■ Records for the task
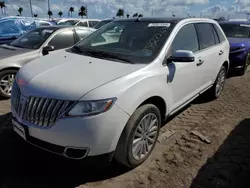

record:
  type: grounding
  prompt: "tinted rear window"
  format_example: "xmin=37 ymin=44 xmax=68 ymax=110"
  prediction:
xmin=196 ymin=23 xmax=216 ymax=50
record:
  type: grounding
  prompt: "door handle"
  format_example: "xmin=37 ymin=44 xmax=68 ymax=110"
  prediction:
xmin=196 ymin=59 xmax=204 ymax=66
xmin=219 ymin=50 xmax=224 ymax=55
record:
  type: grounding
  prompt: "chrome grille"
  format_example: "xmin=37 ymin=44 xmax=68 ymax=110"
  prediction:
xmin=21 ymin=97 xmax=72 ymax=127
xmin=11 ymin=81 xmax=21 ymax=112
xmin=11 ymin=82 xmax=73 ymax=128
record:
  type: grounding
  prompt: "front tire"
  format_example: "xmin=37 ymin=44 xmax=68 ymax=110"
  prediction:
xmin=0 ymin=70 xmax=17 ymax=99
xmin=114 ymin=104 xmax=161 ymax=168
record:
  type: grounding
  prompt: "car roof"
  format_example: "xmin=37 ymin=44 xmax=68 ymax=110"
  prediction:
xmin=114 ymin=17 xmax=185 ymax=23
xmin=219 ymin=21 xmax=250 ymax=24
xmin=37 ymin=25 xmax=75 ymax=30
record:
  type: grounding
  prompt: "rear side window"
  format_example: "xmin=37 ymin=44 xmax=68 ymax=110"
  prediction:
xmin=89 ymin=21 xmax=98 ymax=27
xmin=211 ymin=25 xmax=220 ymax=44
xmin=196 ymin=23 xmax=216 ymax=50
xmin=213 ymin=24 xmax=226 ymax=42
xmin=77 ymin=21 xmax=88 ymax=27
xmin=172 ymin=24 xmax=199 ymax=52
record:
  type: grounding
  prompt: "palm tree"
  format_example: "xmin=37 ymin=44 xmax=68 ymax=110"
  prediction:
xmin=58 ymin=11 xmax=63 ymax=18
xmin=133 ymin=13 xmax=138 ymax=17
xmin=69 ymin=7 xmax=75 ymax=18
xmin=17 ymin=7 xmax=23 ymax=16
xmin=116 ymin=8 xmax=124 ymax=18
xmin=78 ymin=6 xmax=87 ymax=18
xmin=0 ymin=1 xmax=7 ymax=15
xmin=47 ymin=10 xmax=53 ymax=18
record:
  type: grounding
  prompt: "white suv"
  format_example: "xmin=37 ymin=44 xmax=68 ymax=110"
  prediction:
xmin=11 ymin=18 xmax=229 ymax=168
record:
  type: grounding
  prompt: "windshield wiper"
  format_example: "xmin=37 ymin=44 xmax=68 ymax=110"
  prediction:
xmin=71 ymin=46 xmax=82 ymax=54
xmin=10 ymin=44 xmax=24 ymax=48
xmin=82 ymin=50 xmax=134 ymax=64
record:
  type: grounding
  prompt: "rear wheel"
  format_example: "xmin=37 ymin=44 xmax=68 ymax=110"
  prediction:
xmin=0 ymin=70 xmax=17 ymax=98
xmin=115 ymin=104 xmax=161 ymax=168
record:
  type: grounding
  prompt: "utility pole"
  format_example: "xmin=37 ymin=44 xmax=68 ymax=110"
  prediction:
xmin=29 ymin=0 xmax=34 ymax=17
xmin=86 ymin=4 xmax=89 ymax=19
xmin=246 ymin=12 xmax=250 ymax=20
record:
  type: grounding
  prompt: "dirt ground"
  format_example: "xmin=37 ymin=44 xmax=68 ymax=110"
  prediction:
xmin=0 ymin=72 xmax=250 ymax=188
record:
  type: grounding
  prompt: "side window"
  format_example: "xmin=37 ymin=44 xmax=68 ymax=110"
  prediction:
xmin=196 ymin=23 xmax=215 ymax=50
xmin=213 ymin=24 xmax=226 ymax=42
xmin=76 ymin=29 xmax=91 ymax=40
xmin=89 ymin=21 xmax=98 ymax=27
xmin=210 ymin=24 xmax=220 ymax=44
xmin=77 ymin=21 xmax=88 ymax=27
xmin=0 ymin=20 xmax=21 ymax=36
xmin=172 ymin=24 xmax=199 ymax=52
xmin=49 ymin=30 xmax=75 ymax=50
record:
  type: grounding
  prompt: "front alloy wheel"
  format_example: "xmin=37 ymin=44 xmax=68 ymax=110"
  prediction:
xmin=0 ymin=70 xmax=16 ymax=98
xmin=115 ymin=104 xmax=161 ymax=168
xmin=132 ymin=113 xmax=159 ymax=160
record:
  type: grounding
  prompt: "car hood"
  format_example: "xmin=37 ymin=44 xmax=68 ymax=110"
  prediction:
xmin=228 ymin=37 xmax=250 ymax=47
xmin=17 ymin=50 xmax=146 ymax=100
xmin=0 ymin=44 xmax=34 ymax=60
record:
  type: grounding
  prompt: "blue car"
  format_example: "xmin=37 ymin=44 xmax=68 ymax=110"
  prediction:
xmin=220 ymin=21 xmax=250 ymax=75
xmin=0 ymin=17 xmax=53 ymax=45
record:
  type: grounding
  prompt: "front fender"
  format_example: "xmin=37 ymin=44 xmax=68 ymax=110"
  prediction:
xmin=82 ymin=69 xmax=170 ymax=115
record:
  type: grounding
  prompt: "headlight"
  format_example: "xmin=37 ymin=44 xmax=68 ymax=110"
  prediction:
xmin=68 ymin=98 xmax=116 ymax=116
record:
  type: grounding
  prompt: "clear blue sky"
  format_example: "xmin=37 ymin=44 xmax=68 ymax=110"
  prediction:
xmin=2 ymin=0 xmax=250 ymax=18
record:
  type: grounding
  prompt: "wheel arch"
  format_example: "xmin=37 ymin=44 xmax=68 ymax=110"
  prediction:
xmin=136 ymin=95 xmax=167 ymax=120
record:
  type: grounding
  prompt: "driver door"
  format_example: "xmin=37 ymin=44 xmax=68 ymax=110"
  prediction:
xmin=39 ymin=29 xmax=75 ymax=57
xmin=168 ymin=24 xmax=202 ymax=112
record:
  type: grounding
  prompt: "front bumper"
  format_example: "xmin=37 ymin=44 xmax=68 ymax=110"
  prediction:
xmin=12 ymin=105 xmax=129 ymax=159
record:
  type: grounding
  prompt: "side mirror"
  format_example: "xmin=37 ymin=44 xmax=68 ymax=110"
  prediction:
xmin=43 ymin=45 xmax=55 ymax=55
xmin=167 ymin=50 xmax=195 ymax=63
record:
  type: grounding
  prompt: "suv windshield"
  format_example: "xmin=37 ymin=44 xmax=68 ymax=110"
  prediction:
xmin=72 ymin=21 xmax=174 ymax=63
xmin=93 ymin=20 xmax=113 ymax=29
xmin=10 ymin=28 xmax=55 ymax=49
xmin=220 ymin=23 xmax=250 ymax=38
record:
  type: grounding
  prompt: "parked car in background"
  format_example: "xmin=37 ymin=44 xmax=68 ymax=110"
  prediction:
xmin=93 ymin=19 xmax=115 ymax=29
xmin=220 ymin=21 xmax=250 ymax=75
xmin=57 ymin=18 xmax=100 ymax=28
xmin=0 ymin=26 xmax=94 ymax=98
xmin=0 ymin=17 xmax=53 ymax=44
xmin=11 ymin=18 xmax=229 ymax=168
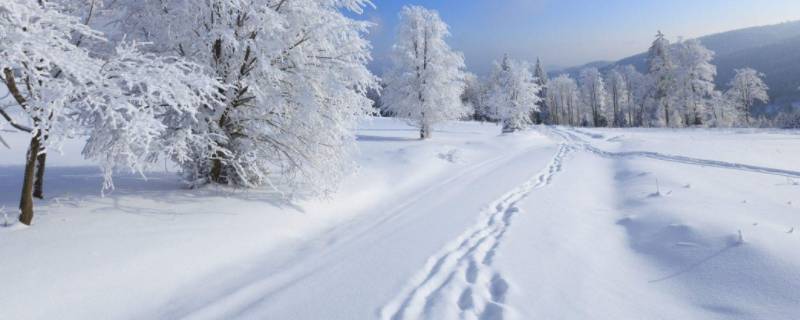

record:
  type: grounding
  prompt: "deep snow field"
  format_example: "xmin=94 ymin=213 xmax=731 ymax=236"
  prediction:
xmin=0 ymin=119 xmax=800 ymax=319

■ What you have to do
Pull out every line in the items above that contains the word "blue", and list them.

■ Expected output
  prompt: "blue car"
  prompt: "clear blue sky"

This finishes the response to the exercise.